→ **RECORDED DATA**:
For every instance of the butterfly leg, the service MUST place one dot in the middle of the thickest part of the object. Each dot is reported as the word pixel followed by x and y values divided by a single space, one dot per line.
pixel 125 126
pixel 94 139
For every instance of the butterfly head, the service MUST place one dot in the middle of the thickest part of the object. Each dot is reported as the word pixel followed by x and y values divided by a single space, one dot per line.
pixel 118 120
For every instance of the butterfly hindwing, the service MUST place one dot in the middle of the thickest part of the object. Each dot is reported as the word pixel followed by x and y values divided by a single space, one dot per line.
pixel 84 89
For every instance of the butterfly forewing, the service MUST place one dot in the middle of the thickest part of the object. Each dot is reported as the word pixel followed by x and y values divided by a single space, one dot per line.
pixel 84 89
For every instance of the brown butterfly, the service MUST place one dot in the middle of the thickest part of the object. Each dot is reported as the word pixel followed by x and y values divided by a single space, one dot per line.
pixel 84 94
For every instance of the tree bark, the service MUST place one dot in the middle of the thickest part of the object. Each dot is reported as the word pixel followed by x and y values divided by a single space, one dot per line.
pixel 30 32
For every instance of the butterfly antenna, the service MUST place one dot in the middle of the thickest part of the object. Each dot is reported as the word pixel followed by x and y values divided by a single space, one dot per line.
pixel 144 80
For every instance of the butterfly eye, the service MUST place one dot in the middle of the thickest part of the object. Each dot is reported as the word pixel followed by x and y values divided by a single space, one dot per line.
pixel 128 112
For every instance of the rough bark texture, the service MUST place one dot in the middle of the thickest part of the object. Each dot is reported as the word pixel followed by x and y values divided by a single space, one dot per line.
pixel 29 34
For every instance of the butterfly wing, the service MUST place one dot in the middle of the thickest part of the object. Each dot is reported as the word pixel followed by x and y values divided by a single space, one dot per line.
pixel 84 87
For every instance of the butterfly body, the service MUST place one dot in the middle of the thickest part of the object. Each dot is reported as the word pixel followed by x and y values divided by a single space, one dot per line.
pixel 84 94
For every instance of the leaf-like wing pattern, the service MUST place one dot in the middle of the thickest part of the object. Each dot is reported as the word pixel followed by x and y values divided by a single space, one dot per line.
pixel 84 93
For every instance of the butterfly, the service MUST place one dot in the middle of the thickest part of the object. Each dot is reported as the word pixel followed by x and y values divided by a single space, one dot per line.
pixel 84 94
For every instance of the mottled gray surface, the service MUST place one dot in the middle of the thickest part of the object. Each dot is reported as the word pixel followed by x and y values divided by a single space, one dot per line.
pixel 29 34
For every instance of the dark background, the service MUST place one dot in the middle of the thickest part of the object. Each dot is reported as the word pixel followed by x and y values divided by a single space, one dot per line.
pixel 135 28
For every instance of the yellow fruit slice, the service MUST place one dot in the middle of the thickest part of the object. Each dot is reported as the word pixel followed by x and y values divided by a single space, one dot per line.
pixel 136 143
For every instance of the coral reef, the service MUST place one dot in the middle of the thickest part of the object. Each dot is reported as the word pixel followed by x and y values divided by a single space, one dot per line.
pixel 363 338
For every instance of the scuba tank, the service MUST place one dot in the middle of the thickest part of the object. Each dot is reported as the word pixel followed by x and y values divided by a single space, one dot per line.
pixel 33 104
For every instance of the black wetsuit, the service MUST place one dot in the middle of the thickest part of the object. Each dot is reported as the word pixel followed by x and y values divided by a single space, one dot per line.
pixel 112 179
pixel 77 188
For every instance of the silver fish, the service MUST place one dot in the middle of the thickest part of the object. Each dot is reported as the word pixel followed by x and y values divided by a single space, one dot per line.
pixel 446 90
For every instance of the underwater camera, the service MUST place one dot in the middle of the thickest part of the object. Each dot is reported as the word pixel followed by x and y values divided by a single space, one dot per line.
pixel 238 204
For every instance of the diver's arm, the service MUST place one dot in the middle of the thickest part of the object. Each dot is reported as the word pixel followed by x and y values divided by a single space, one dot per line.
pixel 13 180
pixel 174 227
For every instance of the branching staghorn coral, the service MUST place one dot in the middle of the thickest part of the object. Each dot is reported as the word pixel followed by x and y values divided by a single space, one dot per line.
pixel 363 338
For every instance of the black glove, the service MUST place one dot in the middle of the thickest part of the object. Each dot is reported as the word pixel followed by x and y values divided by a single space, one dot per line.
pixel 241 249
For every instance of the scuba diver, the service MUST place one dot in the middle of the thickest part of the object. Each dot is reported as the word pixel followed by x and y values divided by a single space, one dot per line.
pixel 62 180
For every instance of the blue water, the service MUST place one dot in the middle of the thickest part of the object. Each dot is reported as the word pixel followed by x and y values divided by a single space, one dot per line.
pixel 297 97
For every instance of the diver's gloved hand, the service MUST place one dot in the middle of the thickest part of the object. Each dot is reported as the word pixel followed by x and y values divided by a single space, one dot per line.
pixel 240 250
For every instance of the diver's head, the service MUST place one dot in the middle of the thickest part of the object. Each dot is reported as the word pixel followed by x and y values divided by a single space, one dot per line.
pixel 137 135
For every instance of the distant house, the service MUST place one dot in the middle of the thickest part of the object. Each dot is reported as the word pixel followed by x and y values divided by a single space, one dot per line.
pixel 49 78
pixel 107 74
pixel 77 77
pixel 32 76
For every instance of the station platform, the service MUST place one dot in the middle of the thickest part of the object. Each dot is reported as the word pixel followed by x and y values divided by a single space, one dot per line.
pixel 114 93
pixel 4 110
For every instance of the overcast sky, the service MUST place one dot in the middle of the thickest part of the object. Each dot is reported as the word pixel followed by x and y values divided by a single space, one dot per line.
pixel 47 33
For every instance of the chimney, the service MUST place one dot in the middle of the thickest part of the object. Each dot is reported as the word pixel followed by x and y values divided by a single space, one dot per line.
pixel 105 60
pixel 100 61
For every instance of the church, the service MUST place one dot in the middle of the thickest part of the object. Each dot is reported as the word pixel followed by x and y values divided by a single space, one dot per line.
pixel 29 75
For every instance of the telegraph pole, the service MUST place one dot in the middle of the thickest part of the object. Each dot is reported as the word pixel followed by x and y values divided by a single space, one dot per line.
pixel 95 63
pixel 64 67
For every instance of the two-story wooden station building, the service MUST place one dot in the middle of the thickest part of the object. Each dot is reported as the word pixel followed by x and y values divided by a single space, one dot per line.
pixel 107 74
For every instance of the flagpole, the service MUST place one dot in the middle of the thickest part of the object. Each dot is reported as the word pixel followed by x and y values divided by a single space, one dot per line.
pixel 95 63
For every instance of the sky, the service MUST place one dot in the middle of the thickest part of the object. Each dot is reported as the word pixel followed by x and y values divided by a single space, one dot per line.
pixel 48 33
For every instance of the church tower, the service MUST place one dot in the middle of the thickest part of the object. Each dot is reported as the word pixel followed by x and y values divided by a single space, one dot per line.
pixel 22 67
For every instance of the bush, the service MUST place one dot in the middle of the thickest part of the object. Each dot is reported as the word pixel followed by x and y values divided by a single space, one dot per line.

→ **PROBLEM TO WORK ON**: Rewrite every line of the listing above as a numbered list, leaving out any blank lines.

→ **SOLVED PROBLEM**:
1. For every instance of the butterfly leg, the service MUST place one dot in the middle of the thickest part of the object. Each dot is reported as the word pixel followed by x and y values divided by a single space, one dot per line.
2. pixel 125 126
3. pixel 94 139
4. For every instance of the butterfly head, the service MUST place one dot in the middle of the thickest part of the object. Each dot is reported as the word pixel followed by x and y values divided by a single space, one dot per line.
5. pixel 118 120
6. For every instance of the butterfly hindwing, the service MUST place one dot in the middle of the thickest part of the object. Each dot is reported as the word pixel followed by x and y values divided by a single space, one dot per line.
7. pixel 84 89
8. For every instance of the butterfly forewing, the service MUST place one dot in the middle of the thickest part of the object. Each dot is reported as the word pixel followed by x and y values divided by a single space, one dot per line.
9. pixel 84 89
10. For every instance of the brown butterfly, the service MUST place one dot in the middle of the thickest part of the object. Each dot is reported as the word pixel followed by x and y values divided by a single space, one dot per line.
11. pixel 84 94
12. For every instance of the tree bark, the service MUST place one dot in the middle of the thickest part of the object. Each dot is reported as the word pixel followed by x and y values divided by a single space, one dot per line.
13. pixel 30 32
14. For every instance of the butterfly antenna, the service MUST place one dot in the middle of the thickest part of the object. Each dot is reported as the word pixel followed by x and y values divided by a single space, one dot per line.
15. pixel 144 80
16. For every instance of the butterfly eye, the service MUST place one dot in the middle of the thickest part of the object. Each dot is reported as the word pixel followed by x and y values divided by a single space, one dot per line.
17. pixel 128 112
18. For every instance of the rough bark texture, the service MUST place one dot in the middle of the thickest part of the object. Each dot is reported as the word pixel followed by x and y values divided by a single space, one dot per line.
19. pixel 29 34
20. For every instance of the butterfly wing, the service MUST place one dot in the middle of the thickest part of the object. Each dot is reported as the word pixel followed by x and y values divided by a single space, one dot per line.
21. pixel 84 87
22. For every instance of the butterfly body, the service MUST place one dot in the middle of the thickest part of the object. Each dot is reported as the word pixel followed by x and y values divided by a single space, one dot per line.
23. pixel 84 94
24. For every instance of the leaf-like wing pattern, the service MUST place one dot in the middle of the thickest part of the object. Each dot is reported as the word pixel followed by x and y values divided by a single space, one dot per line.
25. pixel 84 93
26. For every instance of the butterfly, the service MUST place one dot in the middle of the thickest part of the object. Each dot is reported as the word pixel followed by x and y values divided by a single space, one dot per line.
27. pixel 84 94
28. For every instance of the mottled gray surface, the service MUST place one dot in the middle of the thickest part of the object. Each dot is reported as the word pixel followed by x and y values divided by a single space, one dot per line.
29. pixel 29 34
30. For every instance of the dark background, the service MUST place one dot in the middle of the thickest part of the object. Each dot is reported as the word pixel followed by x and y values divided by a single space, one dot per line.
31. pixel 135 28
32. For every instance of the yellow fruit slice, the service MUST place one dot in the middle of the thickest part of the object. Each dot is reported as the word pixel followed by x and y values divided by a single space, one dot per line.
33. pixel 136 143
34. For every instance of the coral reef, the service MUST place one dot in the middle of the thickest part of the object. Each dot is reported as the word pixel followed by x and y values divided by a single space, one dot per line.
35. pixel 363 338
36. For every instance of the scuba tank, the service MUST place one dot in the middle of the thickest part of the object. Each dot is reported as the word pixel followed by x and y values divided by a single space, one dot per line.
37. pixel 33 104
38. For every instance of the black wetsuit, the service MUST place one dot in the middle of the thickest part of the object. Each dot is reported as the word pixel followed by x and y values divided by a single space, one dot per line.
39. pixel 112 179
40. pixel 77 188
41. For every instance of the silver fish, the service MUST place one dot in the middle of the thickest part of the object. Each dot is reported as the word pixel followed by x and y values divided by a single space, one dot per line.
42. pixel 446 90
43. For every instance of the underwater camera, the service MUST place one dot in the middle of the thickest part of the object. Each dot is reported as the word pixel followed by x and y values divided by a single space, one dot per line.
44. pixel 238 204
45. For every instance of the diver's arm, the service MUST place one dot in the middle of the thickest part of the object. Each dot is reported as the word pixel followed by x and y values divided by a single space, one dot per line.
46. pixel 13 180
47. pixel 174 227
48. For every instance of the branching staghorn coral, the service MUST place one dot in the middle of the thickest part of the object. Each dot is reported as the word pixel followed by x and y values divided by a single space, one dot per line.
49. pixel 363 338
50. For every instance of the black glove, the service MUST place one dot in the middle of the thickest part of the object. Each dot is reported as the word pixel followed by x and y values divided by a single space, one dot per line.
51. pixel 241 249
52. For every instance of the scuba diver, the service MUST place one dot in the middle of the thickest part of the object. Each dot is reported as the word pixel followed by x and y values divided by a single space, one dot per line.
53. pixel 62 180
54. For every instance of the blue water, the service MUST place one dot in the middle of the thickest part of the object. Each dot is reported as the word pixel followed by x and y values divided by a single space, one dot per line.
55. pixel 297 97
56. For every instance of the diver's gloved hand, the service MUST place one dot in the middle of the thickest part of the object. Each dot is reported as the word pixel followed by x and y values divided by a single space, one dot per line.
57. pixel 240 250
58. For every instance of the diver's head, the service MUST place one dot in the middle of the thickest part of the object. Each dot is reported as the word pixel followed by x and y values divided by a single space, one dot per line.
59. pixel 137 135
60. For every instance of the distant house, the service MUST place one dot in the middle of the thickest part of the object. Each dot is reported as the word pixel followed by x and y values divided by a single space, one dot per line.
61. pixel 49 78
62. pixel 107 74
63. pixel 77 77
64. pixel 32 76
65. For every instance of the station platform, the service MUST place one dot in the middle of the thickest part of the object. Each dot is reported as the word pixel followed by x and y values divided by a single space, one dot per line.
66. pixel 114 93
67. pixel 4 110
68. For every instance of the overcast sky, the service MUST place one dot in the middle of the thickest part of the object. Each dot is reported as the word pixel followed by x and y values divided by a single space, one dot per line.
69. pixel 47 33
70. For every instance of the chimney, the service MUST place one dot in the middle of the thickest part of the object. Each dot is reported as the word pixel followed by x and y values divided by a single space, one dot per line.
71. pixel 105 60
72. pixel 100 61
73. For every instance of the church, the service MUST place one dot in the middle of the thickest part of the object. Each dot is reported as the word pixel followed by x and y values divided by a single space, one dot per line.
74. pixel 29 75
75. For every instance of the telegraph pole, the service MUST place one dot in the middle of the thickest part of the object. Each dot is reported as the word pixel followed by x and y values divided by a single space, one dot per line.
76. pixel 95 63
77. pixel 64 67
78. For every instance of the two-story wooden station building, the service MUST place one dot in the middle of the thickest part of the object. Each dot is reported as the word pixel followed by x and y values divided by a single space, one dot per line.
79. pixel 107 74
80. For every instance of the flagpole, the service MUST place one dot in the middle of the thickest part of the object. Each dot is reported as the word pixel followed by x and y values divided by a single space, one dot per line.
81. pixel 95 63
82. For every instance of the sky, the service MUST place one dot in the middle of the thickest part of the object. Each dot is reported as the word pixel followed by x and y values divided by a single space, one dot per line.
83. pixel 48 33
84. For every instance of the church tower, the service MUST place one dot in the middle of the thickest part of the object. Each dot is reported as the word pixel followed by x and y values divided by a single space, one dot per line.
85. pixel 22 67
86. For every instance of the bush, the service MUST place one dot in the middle of the thickest part of the object. Each dot is reported as the word pixel followed by x and y values divided by a single space, one dot per line.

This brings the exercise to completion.